- _Task item_: For the entries below, print exactly the lines between the line holding "Each <instance> block covers" and the line holding "positive clicks: (179, 219)", inclusive, and nothing else.

- _Data provided_:
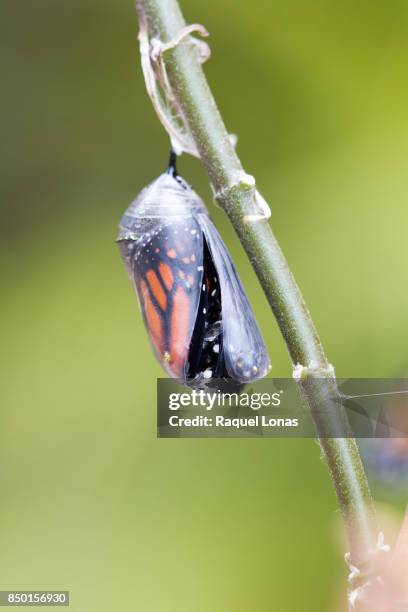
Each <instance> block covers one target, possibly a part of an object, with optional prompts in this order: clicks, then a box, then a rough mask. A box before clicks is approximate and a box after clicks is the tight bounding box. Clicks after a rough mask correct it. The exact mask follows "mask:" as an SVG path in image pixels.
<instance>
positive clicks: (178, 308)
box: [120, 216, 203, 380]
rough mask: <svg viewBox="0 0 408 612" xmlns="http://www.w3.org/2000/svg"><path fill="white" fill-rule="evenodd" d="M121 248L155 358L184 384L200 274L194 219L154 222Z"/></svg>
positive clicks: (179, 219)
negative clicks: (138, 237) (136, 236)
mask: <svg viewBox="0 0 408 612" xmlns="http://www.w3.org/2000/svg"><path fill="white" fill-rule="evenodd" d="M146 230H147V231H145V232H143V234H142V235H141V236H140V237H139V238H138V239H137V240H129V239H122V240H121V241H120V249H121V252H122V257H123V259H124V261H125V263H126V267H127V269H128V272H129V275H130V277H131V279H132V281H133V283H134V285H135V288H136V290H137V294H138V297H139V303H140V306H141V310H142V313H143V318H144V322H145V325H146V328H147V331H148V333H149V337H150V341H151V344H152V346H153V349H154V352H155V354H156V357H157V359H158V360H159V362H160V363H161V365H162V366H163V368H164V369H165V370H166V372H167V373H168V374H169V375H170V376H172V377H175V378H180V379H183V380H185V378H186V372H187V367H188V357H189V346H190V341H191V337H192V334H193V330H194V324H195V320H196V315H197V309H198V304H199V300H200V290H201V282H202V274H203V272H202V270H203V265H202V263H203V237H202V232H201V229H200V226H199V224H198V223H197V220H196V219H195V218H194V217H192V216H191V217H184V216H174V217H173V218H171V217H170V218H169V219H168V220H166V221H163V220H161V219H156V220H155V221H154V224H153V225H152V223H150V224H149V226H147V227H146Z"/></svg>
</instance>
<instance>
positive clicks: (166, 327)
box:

==

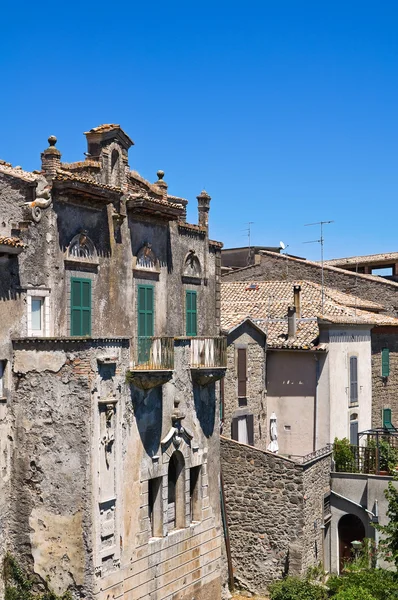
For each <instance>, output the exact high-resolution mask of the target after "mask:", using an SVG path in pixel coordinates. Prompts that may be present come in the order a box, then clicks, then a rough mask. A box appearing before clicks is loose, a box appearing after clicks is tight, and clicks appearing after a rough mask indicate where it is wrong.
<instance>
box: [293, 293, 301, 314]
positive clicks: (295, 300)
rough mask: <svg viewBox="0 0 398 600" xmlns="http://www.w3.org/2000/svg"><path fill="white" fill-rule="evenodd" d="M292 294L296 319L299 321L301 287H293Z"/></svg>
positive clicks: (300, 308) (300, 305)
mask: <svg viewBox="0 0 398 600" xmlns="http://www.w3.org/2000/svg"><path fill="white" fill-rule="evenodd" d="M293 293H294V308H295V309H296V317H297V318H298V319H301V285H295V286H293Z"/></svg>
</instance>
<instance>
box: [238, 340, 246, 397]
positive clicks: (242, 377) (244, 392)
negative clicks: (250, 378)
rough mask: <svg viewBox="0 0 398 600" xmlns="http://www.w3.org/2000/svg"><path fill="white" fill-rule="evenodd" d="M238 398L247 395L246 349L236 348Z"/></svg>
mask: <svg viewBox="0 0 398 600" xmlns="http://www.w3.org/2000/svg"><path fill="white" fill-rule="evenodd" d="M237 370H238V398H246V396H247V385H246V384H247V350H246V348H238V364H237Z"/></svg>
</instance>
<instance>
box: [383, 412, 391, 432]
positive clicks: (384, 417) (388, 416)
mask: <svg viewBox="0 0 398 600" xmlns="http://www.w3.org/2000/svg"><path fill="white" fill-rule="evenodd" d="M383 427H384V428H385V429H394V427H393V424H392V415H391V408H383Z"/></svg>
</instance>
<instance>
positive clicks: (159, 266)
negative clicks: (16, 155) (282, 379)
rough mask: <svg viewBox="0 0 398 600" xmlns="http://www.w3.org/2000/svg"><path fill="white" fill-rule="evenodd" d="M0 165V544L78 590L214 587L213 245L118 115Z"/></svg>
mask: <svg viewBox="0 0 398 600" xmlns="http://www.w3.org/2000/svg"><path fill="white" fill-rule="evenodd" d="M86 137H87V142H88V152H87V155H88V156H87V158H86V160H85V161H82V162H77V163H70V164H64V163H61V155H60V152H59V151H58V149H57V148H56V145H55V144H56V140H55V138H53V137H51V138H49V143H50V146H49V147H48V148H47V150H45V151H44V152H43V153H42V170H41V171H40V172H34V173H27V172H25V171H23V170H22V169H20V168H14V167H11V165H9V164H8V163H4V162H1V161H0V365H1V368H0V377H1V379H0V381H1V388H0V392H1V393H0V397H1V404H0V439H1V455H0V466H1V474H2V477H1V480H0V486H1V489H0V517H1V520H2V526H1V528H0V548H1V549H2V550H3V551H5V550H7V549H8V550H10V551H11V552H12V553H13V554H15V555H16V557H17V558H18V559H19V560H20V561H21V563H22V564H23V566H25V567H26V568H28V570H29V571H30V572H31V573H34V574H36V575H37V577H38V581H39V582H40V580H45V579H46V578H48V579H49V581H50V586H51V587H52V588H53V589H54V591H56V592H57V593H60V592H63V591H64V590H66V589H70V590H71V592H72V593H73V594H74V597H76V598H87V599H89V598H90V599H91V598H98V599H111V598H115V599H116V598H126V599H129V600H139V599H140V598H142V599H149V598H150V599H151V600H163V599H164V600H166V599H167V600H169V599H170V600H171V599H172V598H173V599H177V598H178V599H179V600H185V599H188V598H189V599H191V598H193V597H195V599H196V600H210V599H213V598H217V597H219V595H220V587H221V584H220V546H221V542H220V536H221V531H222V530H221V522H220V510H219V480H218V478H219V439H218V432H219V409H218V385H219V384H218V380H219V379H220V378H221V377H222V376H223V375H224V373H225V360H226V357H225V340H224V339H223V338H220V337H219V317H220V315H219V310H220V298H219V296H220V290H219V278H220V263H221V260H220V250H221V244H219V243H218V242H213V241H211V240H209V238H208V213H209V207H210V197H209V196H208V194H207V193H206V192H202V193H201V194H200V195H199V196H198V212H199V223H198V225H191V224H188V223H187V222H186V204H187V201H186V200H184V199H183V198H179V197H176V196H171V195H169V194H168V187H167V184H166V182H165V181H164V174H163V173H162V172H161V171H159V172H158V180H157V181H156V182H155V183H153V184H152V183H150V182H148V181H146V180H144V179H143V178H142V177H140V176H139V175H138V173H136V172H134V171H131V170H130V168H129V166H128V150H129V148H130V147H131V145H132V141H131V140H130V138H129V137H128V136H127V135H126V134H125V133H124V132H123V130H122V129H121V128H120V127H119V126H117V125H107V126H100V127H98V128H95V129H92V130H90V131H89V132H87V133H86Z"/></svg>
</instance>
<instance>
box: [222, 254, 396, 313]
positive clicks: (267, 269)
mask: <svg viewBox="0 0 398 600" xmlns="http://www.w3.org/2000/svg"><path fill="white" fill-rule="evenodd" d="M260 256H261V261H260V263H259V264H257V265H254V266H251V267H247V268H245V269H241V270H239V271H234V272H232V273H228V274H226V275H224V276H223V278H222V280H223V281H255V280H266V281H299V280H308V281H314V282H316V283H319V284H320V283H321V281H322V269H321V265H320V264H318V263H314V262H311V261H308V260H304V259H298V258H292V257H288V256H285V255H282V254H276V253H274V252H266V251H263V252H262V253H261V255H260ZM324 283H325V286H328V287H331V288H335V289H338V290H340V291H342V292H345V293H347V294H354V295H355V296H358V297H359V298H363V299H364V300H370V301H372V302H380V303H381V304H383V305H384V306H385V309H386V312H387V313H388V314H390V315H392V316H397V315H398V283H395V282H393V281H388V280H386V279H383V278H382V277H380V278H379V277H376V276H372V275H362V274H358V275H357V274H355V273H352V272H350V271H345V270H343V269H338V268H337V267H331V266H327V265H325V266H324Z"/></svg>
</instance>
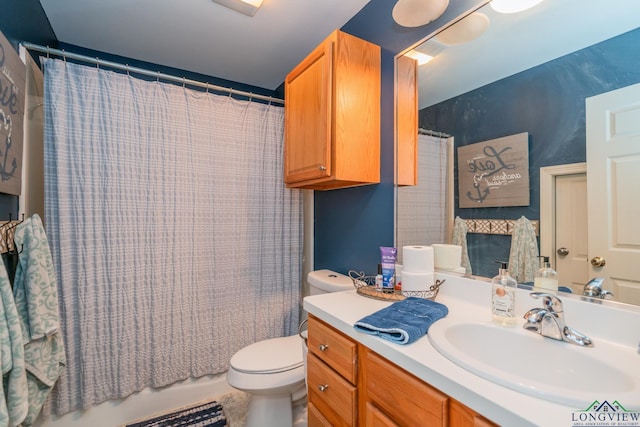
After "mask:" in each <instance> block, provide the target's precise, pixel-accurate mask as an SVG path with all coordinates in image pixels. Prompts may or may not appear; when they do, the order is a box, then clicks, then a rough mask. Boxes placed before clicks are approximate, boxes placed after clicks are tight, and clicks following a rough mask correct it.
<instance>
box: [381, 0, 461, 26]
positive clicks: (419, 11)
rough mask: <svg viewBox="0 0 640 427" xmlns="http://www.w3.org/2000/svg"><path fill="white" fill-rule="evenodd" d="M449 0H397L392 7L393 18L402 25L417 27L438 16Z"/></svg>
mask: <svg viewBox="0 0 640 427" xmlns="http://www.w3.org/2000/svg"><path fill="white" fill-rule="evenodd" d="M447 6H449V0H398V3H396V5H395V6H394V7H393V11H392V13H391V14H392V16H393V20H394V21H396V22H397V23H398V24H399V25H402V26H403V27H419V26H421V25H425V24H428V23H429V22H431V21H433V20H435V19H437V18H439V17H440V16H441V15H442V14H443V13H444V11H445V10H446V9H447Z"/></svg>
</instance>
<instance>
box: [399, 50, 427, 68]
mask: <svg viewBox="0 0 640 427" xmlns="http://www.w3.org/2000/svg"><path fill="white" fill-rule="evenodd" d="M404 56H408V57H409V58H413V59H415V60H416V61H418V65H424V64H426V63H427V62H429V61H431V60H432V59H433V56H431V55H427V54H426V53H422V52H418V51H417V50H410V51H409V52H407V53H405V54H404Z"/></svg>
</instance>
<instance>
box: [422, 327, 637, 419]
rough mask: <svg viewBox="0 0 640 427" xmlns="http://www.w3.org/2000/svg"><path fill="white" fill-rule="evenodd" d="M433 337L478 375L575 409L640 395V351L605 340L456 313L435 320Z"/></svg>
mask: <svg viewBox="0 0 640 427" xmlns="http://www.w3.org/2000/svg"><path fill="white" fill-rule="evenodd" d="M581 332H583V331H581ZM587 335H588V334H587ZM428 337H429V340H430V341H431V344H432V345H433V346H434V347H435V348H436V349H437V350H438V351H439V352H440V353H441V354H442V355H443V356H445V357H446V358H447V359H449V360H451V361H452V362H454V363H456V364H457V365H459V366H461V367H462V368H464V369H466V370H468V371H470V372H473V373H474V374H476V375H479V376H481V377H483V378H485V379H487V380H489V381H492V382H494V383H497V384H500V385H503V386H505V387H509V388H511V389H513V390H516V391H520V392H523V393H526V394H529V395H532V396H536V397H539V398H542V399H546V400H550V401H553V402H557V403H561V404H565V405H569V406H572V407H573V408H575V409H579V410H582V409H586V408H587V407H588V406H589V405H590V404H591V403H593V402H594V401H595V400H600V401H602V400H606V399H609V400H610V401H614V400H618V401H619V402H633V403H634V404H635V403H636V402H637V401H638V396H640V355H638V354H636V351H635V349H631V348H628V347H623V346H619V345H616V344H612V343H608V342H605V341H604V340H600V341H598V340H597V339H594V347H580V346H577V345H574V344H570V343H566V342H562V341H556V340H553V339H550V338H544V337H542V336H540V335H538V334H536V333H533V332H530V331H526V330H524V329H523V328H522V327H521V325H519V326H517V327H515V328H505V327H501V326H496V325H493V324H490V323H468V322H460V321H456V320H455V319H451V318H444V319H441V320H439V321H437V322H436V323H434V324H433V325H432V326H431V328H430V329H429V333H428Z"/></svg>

- _Written reply_:
Each <instance> block covers one target, possibly a part of an object, with optional prompts in this order: clicks, then a box, then a rough mask. A box before clicks is approximate and a box after clicks is the tight bounding box. Clicks after a rough mask correct it. The exact mask follows "mask:" as an SVG path in image pixels.
<instance>
positive clicks: (178, 308)
box: [120, 216, 203, 380]
rough mask: <svg viewBox="0 0 408 612" xmlns="http://www.w3.org/2000/svg"><path fill="white" fill-rule="evenodd" d="M121 248L155 358L184 384L200 274L194 219L154 222Z"/></svg>
positive clicks: (179, 219)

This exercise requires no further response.